● **Brief**
In full and without alteration, repeat the material.

▽

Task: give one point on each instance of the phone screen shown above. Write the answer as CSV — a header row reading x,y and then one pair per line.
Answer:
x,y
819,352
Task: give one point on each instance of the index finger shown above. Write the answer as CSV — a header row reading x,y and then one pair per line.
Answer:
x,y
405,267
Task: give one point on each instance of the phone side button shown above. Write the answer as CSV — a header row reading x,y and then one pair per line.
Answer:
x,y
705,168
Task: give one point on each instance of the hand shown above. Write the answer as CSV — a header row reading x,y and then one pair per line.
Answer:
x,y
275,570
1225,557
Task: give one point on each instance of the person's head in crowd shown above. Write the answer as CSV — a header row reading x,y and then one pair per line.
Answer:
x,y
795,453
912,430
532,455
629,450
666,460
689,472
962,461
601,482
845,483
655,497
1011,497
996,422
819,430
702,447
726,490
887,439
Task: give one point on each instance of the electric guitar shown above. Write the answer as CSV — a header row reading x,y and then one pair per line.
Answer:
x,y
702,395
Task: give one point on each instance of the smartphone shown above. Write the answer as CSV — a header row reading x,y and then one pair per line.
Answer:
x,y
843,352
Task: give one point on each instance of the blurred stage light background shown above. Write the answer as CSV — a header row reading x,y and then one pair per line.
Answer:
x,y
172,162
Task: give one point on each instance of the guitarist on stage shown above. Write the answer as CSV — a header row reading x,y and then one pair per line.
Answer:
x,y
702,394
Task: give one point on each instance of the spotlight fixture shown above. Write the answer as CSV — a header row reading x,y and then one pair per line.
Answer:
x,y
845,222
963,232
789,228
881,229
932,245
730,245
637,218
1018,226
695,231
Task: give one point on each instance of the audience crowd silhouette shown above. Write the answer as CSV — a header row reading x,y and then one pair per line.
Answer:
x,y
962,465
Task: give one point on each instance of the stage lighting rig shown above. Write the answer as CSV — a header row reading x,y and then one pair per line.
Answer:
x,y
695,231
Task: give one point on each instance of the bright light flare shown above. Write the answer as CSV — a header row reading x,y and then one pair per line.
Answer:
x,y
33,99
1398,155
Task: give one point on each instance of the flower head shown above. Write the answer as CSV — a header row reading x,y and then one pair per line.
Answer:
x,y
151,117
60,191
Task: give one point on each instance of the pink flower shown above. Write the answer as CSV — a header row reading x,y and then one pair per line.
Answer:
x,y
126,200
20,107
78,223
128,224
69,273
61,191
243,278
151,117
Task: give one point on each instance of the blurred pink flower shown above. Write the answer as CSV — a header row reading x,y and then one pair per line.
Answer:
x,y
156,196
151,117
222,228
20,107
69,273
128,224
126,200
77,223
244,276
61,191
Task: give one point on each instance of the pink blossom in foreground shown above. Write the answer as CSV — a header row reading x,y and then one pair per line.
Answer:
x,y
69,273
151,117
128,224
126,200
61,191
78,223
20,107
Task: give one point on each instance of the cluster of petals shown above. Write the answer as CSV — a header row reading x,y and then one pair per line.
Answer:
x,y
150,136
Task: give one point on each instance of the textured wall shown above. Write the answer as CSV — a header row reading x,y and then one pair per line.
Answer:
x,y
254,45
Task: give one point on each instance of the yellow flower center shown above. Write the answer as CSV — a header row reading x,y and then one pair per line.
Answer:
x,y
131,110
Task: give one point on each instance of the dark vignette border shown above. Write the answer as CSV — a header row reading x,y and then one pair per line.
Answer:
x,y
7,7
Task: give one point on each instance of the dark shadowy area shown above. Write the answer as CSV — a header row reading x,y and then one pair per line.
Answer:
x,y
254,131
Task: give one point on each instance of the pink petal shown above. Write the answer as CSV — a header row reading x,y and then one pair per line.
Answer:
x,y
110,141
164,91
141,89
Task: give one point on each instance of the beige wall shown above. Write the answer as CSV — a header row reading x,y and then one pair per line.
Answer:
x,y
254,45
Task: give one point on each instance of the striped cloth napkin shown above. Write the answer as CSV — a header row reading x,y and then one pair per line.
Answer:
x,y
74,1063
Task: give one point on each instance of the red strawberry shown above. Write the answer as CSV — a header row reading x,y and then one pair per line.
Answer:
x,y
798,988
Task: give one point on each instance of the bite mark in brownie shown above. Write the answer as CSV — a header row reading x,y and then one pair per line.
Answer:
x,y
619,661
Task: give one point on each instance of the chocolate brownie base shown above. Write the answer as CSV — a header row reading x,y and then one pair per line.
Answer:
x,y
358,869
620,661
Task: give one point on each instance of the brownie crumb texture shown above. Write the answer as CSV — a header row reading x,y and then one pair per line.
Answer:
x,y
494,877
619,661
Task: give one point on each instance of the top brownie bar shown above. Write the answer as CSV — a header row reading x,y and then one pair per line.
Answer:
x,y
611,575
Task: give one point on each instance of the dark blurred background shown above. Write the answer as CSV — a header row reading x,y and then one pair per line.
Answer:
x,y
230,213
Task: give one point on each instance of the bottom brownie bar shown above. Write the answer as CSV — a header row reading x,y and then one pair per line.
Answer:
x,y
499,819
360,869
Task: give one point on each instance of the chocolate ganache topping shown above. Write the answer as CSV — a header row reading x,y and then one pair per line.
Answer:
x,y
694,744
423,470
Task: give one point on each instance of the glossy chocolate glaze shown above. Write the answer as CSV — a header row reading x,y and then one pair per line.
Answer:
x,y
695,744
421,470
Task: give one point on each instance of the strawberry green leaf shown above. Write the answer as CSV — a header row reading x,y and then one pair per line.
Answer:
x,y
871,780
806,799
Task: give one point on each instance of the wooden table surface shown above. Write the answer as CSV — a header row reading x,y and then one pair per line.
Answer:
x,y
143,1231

△

● **The completed task**
Task: give one point on each instance of the phone screen shown above. Write the answer as CSV — a header row reading x,y and then one pair per line.
Answer:
x,y
819,352
Task: give one point on each instance of the index finger shown above. Write the answer as CSV — a header row reading x,y and then one pair per line.
Answer:
x,y
405,267
Task: give one point on each instance of the phone side button shown above. Write the answer as CSV — a header row reading x,y and then one pair per line.
Answer:
x,y
705,168
Task: give one point on each instance of the hand shown above. Write the answer as CSV — a header row reading x,y and then one pair per line.
Answer:
x,y
275,570
1225,557
Task: give one point on each instance of the person's head in crowd shown above. Write the answer as CSV — a header row reading x,y and then one pair per line.
Answer:
x,y
795,453
912,430
532,455
629,450
666,460
689,472
962,461
601,482
845,483
655,497
1011,497
996,422
819,430
702,447
726,490
887,439
Task: give one point on each instance of the electric guitar shown above. Write the answer as CSV — a header row reading x,y and then one pair per line.
Answer:
x,y
702,395
Task: give one point on each instance of the smartphone shown above. Write the answer as CSV — a header row reading x,y and then one pair per line.
Answer:
x,y
843,352
Task: give one point on each instance of the blurred stage light background shown above. Write the answer as CSV — a header row reading x,y and then one pair per line.
Answer:
x,y
172,162
Task: give one point on each instance of the guitarist on stage shown above. Write the answer as CSV — a header row reading x,y and then one pair per line.
Answer:
x,y
702,394
Task: give one point on each instance of the spotlight fixture shown above. Write the answer as CSV — a header row reading x,y and then one pair per line.
Answer:
x,y
845,222
963,232
789,228
881,229
932,245
730,245
637,218
1018,226
695,231
Task: give one point on each instance of the audience crowd silhouette shown above. Write the answer as CSV — a header row reading x,y and then one pair per line.
Answer:
x,y
962,465
Task: give one point on each instance of the stage lighting rig shown above. Write the answer as CSV — a header row reading x,y and then one pair per line.
Answer:
x,y
695,231
Task: give one point on each instance of the bright light flare shown above. Write the answer as CSV — a header row reading x,y and then one pair per line.
Answer:
x,y
33,99
1398,155
Task: give one point on each instance of the flower head shown above. Write the answer as CSV — a header row reading x,y and then one pair per line.
Answer:
x,y
151,117
60,191
Task: give one point on each instance of the pink flower shown above. Write the answer as CSV — a header row reading x,y and then one pair per line.
Answer:
x,y
126,200
20,107
78,223
128,224
69,273
61,191
243,278
151,117
Task: give one point on each instance of the blurred pink flower shown above. Write the answer as CSV — a header row reading x,y and then one pair per line.
Answer:
x,y
156,196
151,117
222,228
20,107
69,273
128,224
126,200
77,223
244,276
61,191
Task: give one point on each instance of the pink blossom in foreground shown above. Write the answer as CSV — a header row reading x,y and then one pair per line.
Answer:
x,y
69,273
151,117
128,224
126,200
61,191
78,223
20,107
Task: give one point on each instance of the cluster of petals shown above. Write the answer as CSV — a header row reading x,y and then one pair per line.
Answer:
x,y
150,136
Task: give one point on each instance of the textured wall shown above. Write the answer as CSV — a header row reading x,y and then one pair per line.
Answer:
x,y
254,45
Task: give one point on each instance of the yellow flower center shown above. Write the answer as CSV — a header row reading x,y and then one pair per line.
Answer:
x,y
131,110
Task: give one point on each instance of the dark vignette border shown above. Write the answer as CSV — a header row reading x,y and then one pair per line.
Answer:
x,y
7,7
Task: give one point on each instance of the dark shadowy area shown above. Write the answer as CSV — a header row reading x,y and then one pair per line.
Answer:
x,y
254,131
Task: give one point on each instance of the pink petal shown above. Write the answer as CSV — a header row reading x,y and then one pair per line.
Answer:
x,y
110,141
164,91
141,89
Task: give one point on each instance of the beige wall shown above. Write the answer as CSV — a header row reading x,y and then one pair per line.
Answer:
x,y
254,45
Task: give one point on each instance of the striped cloth napkin shown above. Write the answer as CSV — a header row reading x,y and then one pair per line.
Answer:
x,y
74,1063
Task: give one point on each instance of the red strawberry shown above. Write the answer as CSV — a header row reading x,y and then one pair per line.
Answer:
x,y
798,988
Task: give one point on each instance of the bite mark in brownie shown above. Write the answer as CSV — a header row reading x,y and then one pair per line.
Answer:
x,y
619,661
Task: give one point on each instance of the chocolate brownie base shown above. Write the answer as CSV — a header row reading x,y and then one pair per line.
Answer:
x,y
358,869
620,661
Task: give one point on each instance of the brownie crumb texture shown above. Write the answer as CSV — a header row reading x,y and then one pair per line.
Answer:
x,y
494,877
619,661
Task: give one point on each instance of the top brownie bar shown above. Write the answer as CSV — a header row reading x,y and then one pair per line.
Answer:
x,y
611,575
Task: give one point on each instance of the dark blurred background shown above. Write the answer as CSV — a header row reading x,y and then one pair per line.
Answer:
x,y
230,213
Task: give one point on each instance of the bottom brownie bar shown above. Write the answer as CSV — a header row reading x,y and then one pair per line.
Answer:
x,y
499,819
360,869
Task: give one point on each instance of the chocolate ganache topping shown above. Write the answer as CSV — a header row reading x,y and then one pair per line.
Answer:
x,y
694,744
423,470
Task: give one point on each instance of the glossy chocolate glaze shown above. Write the answer as CSV — a header row reading x,y and then one pair per line.
Answer:
x,y
695,744
421,470
Task: give one point on each instance of the strawberry green leaf shown above. Write the answer as CSV — a header row reading x,y and then one pair per line.
Answer:
x,y
871,780
806,799
Task: give one point on each instance of the wooden table surface shown above. Write the answer as CSV — a header row reading x,y and then one pair per line.
Answer:
x,y
143,1231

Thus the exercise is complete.